Reproduce the listing below line for line, leaving every character unchanged.

- - -

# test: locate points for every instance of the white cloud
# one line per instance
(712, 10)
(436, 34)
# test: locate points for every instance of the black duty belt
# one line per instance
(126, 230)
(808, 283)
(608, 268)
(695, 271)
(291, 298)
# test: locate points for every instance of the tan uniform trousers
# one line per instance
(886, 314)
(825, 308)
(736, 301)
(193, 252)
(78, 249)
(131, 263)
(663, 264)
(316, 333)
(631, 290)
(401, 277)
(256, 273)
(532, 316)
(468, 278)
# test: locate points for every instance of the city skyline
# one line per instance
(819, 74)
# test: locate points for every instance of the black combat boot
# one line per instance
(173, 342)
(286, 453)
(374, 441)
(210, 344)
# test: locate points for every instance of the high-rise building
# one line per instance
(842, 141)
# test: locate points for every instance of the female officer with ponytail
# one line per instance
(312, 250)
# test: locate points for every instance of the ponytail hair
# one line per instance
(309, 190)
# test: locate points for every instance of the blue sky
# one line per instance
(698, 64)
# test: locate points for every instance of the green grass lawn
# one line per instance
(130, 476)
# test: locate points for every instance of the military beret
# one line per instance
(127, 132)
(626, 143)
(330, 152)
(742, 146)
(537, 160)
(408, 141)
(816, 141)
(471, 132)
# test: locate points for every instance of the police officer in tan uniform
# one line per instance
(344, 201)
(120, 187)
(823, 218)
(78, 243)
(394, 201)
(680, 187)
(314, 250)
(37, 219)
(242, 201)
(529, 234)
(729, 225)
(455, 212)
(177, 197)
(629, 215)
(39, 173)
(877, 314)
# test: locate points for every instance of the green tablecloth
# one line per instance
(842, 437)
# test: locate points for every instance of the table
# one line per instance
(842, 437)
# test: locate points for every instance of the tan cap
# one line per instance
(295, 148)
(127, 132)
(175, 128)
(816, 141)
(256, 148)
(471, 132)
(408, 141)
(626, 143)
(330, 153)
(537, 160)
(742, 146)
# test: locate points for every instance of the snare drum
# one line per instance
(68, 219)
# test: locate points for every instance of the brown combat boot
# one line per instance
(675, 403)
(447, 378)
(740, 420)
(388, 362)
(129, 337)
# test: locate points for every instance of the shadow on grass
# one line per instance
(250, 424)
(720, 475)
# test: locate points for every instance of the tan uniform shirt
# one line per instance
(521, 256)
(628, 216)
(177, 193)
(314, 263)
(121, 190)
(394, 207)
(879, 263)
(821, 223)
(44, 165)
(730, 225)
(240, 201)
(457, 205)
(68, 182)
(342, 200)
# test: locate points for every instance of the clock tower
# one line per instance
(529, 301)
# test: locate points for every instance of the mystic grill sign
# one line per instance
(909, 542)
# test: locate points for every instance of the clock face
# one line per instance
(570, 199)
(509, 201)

- - -

— Problem solution —
# test: locate points for every instance of the white cloud
# one line per instance
(712, 10)
(436, 34)
# test: locate points for every instance of the black duty belt
# one line per instance
(126, 230)
(808, 283)
(608, 268)
(695, 271)
(291, 298)
# test: locate points for every instance of the tan uniform trousers
# one line per instance
(886, 314)
(825, 308)
(736, 301)
(193, 252)
(78, 249)
(131, 263)
(663, 264)
(316, 333)
(631, 290)
(401, 277)
(256, 273)
(532, 316)
(468, 278)
# test: locate points for every instance of the city skyline
# one line per instance
(819, 74)
# test: locate points for every instance of the black combat boot
# one line per instance
(173, 342)
(286, 453)
(374, 441)
(210, 344)
# test: locate points for every instance of the high-rise building
# one line per instance
(842, 141)
# test: locate points for every instance of the female officer with ponytail
# one line per instance
(312, 250)
# test: locate points for every instance of the ponytail hair
# one line per instance
(309, 190)
# test: locate points for every instance of the blue sky
# one line per instance
(698, 64)
# test: locate points for every instance of the green grass lawn
# one line per instance
(130, 476)
# test: locate points for every instance of the military beret
# one line per instance
(127, 132)
(626, 143)
(330, 152)
(742, 146)
(537, 160)
(408, 141)
(816, 141)
(471, 132)
# test: locate points for every instance of the police officer in tan uniform
# one line per instance
(344, 201)
(120, 187)
(823, 218)
(78, 243)
(394, 201)
(680, 187)
(314, 250)
(37, 219)
(242, 201)
(529, 234)
(729, 225)
(455, 212)
(177, 197)
(629, 215)
(39, 173)
(877, 314)
# test: locate points for every instance of the green tablecloth
# one line per instance
(842, 437)
# test: locate points for every instance of the table
# one line per instance
(842, 437)
# test: locate points for every instance of the tan cap
# one line per instance
(295, 148)
(127, 132)
(175, 128)
(816, 141)
(256, 148)
(471, 132)
(408, 141)
(626, 143)
(330, 153)
(537, 160)
(742, 146)
# test: locate points for every instance of the snare drum
# one line per instance
(68, 219)
# test: locate points for every instance of the brown combat boot
# one line per instance
(675, 403)
(447, 378)
(740, 420)
(388, 362)
(129, 337)
# test: locate points for every instance of the shadow on grass
# one line per instance
(250, 424)
(720, 475)
# test: locate points for every instance of the tan uniform shirt
# one line per instance
(521, 256)
(628, 216)
(177, 193)
(314, 263)
(121, 190)
(394, 207)
(879, 263)
(821, 223)
(44, 165)
(730, 225)
(240, 201)
(457, 205)
(68, 182)
(342, 200)
# test: locate points for every instance of the clock tower
# one line per instance
(529, 301)
# test: locate points for every instance of the mystic grill sign
# one line per instance
(909, 542)
# test: locate points for every instance of the clock face
# one line per instance
(570, 199)
(509, 201)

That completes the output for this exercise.